— Begin —

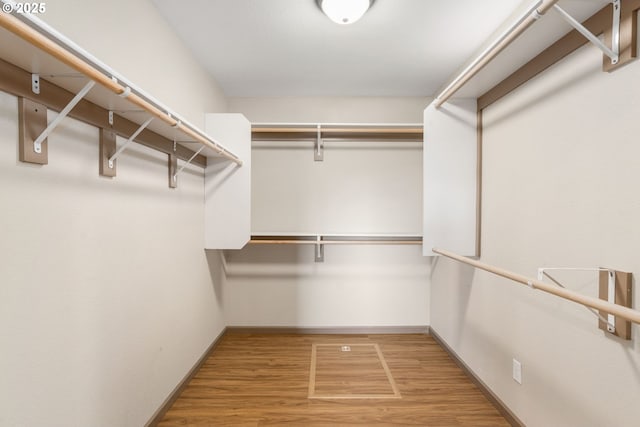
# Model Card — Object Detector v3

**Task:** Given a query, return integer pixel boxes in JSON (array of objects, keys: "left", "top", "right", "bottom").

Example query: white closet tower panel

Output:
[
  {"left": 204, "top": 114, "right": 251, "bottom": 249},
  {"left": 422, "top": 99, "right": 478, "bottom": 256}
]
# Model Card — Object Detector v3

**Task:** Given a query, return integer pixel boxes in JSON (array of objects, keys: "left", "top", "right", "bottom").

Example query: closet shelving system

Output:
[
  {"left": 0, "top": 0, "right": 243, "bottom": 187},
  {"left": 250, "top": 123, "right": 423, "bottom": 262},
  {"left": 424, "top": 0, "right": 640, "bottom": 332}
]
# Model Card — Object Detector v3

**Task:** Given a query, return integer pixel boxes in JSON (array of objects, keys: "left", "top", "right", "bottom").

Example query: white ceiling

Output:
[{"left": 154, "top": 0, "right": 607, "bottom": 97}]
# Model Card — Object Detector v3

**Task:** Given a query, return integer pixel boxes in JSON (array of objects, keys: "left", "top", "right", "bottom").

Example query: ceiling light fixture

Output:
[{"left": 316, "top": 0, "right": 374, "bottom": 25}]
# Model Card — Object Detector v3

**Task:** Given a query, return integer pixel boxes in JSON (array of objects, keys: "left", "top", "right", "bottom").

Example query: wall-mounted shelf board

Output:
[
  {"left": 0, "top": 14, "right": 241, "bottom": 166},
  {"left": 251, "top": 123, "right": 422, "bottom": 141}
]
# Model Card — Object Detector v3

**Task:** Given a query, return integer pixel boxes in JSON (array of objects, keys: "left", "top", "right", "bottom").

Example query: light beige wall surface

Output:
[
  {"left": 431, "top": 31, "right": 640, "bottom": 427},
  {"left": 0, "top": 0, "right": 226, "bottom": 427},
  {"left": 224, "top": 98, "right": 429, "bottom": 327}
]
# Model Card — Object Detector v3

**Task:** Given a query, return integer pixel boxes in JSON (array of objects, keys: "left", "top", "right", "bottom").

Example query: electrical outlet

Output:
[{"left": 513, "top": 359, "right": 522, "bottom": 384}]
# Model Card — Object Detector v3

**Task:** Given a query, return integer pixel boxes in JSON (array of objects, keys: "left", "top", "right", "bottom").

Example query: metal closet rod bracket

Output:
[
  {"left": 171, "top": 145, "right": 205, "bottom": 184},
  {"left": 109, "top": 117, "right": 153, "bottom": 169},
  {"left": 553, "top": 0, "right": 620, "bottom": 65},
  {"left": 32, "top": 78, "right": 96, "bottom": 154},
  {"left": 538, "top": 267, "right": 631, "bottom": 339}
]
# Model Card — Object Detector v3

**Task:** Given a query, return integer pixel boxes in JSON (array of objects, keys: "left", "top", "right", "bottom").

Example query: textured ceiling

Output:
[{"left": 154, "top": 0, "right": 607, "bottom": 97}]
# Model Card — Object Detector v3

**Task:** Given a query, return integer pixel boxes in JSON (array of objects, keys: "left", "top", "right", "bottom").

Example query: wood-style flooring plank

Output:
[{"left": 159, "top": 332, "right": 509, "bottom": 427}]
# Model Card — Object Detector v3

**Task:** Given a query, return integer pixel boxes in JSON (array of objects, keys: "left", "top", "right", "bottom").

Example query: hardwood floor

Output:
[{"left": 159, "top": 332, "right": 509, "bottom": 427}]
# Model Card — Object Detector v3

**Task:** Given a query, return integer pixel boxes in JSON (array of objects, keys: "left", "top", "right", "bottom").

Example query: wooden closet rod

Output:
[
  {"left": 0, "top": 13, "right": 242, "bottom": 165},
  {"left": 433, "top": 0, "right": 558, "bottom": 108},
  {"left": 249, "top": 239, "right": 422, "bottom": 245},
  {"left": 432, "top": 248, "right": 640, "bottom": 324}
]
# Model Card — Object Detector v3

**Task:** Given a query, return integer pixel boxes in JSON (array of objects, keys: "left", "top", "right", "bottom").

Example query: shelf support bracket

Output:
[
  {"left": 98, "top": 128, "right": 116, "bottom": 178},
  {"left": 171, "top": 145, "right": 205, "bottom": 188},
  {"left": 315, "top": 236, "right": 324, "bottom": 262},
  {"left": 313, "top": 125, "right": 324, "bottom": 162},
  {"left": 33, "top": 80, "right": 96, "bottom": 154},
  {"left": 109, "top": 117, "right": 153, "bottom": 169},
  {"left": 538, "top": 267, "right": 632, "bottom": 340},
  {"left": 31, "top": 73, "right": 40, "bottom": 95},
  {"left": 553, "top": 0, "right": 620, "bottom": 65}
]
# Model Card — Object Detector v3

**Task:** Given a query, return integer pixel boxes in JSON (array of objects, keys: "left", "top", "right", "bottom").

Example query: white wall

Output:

— End —

Task goal
Reproduce all entries without any change, and omit the pictures.

Full answer
# Model Card — Object Detector v3

**Task:** Given a query, return integer pixel boxes in JSON (array of objects, keys: "left", "top", "right", "bottom").

Example query: white closet tower panel

Output:
[
  {"left": 204, "top": 114, "right": 251, "bottom": 249},
  {"left": 422, "top": 99, "right": 478, "bottom": 256}
]
# Model Card — Object Detector v3

**Task:** Given a query, return integer pixel boxes in JSON (array of objects, keys: "left", "top", "right", "bottom").

Example query: closet shelving system

Output:
[
  {"left": 0, "top": 0, "right": 243, "bottom": 187},
  {"left": 250, "top": 123, "right": 423, "bottom": 262},
  {"left": 424, "top": 0, "right": 640, "bottom": 332}
]
# Model Card — Object Detector v3

**Task:** Given a query, return integer pixel boxes in JSON (array of objects, keys: "left", "top", "right", "bottom").

Example query: white ceiling

Output:
[{"left": 154, "top": 0, "right": 607, "bottom": 97}]
# Model Card — Object Detector v3

**Task:** Given a query, return integer pixel boxes in JSON (array of objects, keys: "left", "top", "right", "bottom").

Example query: ceiling light fixture

Output:
[{"left": 316, "top": 0, "right": 374, "bottom": 25}]
# Model Card — Object Detector v3

**Task:** Given a query, return integer pixel boxes in JSON (array of objects, keys: "left", "top", "right", "bottom").

Example query: wall-mounted shelf board

Output:
[
  {"left": 0, "top": 14, "right": 241, "bottom": 166},
  {"left": 251, "top": 123, "right": 422, "bottom": 141}
]
# Model Card — Object Detector v3

**Task:** Given a query, return integer pixel boxes in JSON (array of objects, keys: "left", "top", "right", "bottom").

Example query: light beige wall surface

Output:
[
  {"left": 431, "top": 31, "right": 640, "bottom": 427},
  {"left": 0, "top": 0, "right": 226, "bottom": 427},
  {"left": 224, "top": 98, "right": 429, "bottom": 327}
]
# Model Card — Object Detector v3

**Task:** Given a query, return integer pixel boxes in JSON (array of objects, keys: "left", "top", "right", "bottom").

Example query: electrical outlet

Output:
[{"left": 513, "top": 359, "right": 522, "bottom": 384}]
# Model Card — Object Detector v3

**Task:** Given a query, return integer pixel boxes in JSON (array of objects, keys: "left", "top", "right", "bottom").

Example query: metal closet rod bracket

Output:
[
  {"left": 171, "top": 145, "right": 205, "bottom": 184},
  {"left": 109, "top": 117, "right": 153, "bottom": 169},
  {"left": 553, "top": 0, "right": 620, "bottom": 65},
  {"left": 32, "top": 78, "right": 96, "bottom": 154},
  {"left": 538, "top": 267, "right": 631, "bottom": 339}
]
# Model Card — Object Detector v3

**Task:** Given a query, return integer pixel boxes in JSON (array of objects, keys: "left", "top", "right", "bottom").

Example query: textured ceiling

Output:
[{"left": 154, "top": 0, "right": 607, "bottom": 97}]
# Model Card — Object Detector v3

**Task:** Given a query, return integer pixel boxes in JSON (array of objects, keys: "left", "top", "right", "bottom").

Example query: wood-style flooring plank

Output:
[{"left": 159, "top": 332, "right": 509, "bottom": 427}]
# Model Card — Object Detector v3

**Task:** Given a query, return integer pixel boxes in JSON (array of objects, keys: "left", "top", "right", "bottom").

Example query: hardwood floor

Output:
[{"left": 159, "top": 332, "right": 509, "bottom": 427}]
# Model Card — Object Detector v3

**Task:** Given a query, return integer pixel boxes in JSON (array of objects, keys: "left", "top", "right", "bottom").

Example query: wooden closet rod

Output:
[
  {"left": 0, "top": 13, "right": 242, "bottom": 165},
  {"left": 433, "top": 0, "right": 558, "bottom": 108},
  {"left": 249, "top": 239, "right": 422, "bottom": 245},
  {"left": 432, "top": 248, "right": 640, "bottom": 324}
]
# Model Card — Object Detector v3

**Task:** Given a query, return integer pixel boxes in JSON (array of objects, keys: "left", "top", "right", "bottom").

Example query: shelf support bracket

Output:
[
  {"left": 98, "top": 128, "right": 116, "bottom": 178},
  {"left": 171, "top": 145, "right": 205, "bottom": 188},
  {"left": 315, "top": 236, "right": 324, "bottom": 262},
  {"left": 313, "top": 125, "right": 324, "bottom": 162},
  {"left": 33, "top": 80, "right": 96, "bottom": 154},
  {"left": 109, "top": 117, "right": 153, "bottom": 169},
  {"left": 538, "top": 267, "right": 632, "bottom": 340},
  {"left": 31, "top": 73, "right": 40, "bottom": 95},
  {"left": 553, "top": 0, "right": 620, "bottom": 65}
]
# Model Card — Object Detector v3

**Task:** Given a query, return integer pixel boxes in JSON (array of objects, keys: "left", "top", "right", "bottom").

Example query: white wall

Output:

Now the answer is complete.